## ASSIGNMENT
Exclude the images, then return every line below exactly as written.

━━━━━━

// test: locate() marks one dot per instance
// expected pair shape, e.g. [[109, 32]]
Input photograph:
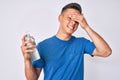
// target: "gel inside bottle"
[[35, 55]]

━━━━━━

## SOLUTION TO THE EXERCISE
// test: locate() marks one dot per instance
// expected pair shape, e.g. [[109, 32]]
Input photograph:
// target: "gel inside bottle"
[[35, 55]]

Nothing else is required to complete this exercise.